▶ What is required:
Return the lines below that contain the word "flag".

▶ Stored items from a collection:
- Opening Delimiter -
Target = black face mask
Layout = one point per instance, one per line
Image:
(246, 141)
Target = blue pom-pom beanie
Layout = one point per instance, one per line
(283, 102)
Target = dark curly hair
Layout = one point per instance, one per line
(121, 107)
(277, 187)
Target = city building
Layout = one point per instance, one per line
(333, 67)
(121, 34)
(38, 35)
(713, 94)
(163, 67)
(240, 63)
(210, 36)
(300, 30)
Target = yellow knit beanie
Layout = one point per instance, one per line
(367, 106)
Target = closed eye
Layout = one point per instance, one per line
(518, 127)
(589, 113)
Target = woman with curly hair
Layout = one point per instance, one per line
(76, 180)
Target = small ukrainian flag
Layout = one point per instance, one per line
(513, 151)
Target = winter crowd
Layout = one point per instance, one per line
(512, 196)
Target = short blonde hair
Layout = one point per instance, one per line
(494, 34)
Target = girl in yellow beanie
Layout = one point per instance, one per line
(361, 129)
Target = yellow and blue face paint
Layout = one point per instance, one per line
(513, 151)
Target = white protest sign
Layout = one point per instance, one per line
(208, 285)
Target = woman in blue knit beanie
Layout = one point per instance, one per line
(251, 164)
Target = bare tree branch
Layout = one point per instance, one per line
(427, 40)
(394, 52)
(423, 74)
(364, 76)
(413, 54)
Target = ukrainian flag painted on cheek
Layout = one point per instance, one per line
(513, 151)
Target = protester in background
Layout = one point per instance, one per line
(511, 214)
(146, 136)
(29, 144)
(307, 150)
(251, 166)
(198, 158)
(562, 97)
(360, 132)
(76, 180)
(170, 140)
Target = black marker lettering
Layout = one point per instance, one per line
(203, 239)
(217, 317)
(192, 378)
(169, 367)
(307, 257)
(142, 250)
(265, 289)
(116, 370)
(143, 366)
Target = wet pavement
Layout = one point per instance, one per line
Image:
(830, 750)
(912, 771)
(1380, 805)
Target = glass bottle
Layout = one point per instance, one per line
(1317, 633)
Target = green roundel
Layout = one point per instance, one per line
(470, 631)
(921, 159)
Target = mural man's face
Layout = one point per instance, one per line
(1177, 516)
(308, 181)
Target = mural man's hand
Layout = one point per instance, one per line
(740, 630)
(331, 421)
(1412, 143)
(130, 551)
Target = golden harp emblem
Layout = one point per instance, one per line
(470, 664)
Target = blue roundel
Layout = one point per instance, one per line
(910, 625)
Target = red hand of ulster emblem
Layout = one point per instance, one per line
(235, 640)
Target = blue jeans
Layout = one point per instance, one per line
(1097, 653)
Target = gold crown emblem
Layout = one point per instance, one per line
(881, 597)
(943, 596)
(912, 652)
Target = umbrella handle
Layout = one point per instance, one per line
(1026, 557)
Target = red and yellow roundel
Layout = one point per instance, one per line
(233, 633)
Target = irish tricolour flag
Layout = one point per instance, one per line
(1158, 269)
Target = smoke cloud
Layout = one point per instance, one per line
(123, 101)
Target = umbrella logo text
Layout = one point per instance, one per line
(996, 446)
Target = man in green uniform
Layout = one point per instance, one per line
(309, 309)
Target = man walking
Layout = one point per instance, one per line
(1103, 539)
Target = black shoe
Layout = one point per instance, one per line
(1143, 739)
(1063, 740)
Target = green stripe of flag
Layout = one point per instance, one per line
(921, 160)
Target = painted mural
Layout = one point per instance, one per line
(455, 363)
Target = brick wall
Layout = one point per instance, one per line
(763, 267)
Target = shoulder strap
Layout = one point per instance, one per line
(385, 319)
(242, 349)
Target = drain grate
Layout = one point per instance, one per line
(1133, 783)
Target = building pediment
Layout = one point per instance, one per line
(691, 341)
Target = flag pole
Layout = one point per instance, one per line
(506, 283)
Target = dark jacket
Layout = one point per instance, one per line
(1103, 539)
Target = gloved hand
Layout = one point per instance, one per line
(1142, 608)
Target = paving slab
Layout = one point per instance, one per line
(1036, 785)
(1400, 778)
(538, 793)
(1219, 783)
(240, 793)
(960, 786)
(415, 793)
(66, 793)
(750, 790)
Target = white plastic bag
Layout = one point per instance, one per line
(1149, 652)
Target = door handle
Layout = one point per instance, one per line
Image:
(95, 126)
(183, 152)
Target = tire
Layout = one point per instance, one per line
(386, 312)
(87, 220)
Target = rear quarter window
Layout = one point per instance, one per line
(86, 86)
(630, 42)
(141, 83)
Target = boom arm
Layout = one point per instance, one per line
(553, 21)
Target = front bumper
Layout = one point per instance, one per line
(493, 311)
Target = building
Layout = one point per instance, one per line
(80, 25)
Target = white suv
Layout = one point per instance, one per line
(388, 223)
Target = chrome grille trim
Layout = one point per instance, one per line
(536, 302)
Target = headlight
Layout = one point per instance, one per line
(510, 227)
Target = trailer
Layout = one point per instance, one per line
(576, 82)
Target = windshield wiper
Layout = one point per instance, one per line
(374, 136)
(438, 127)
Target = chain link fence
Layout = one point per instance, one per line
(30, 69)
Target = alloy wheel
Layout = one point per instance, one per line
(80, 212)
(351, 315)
- Closing Delimiter -
▶ Exercise output:
Target = small ukrainian flag
Target = ukrainian flag painted on cheek
Target = irish tricolour flag
Target = green stripe of flag
Target = flag pole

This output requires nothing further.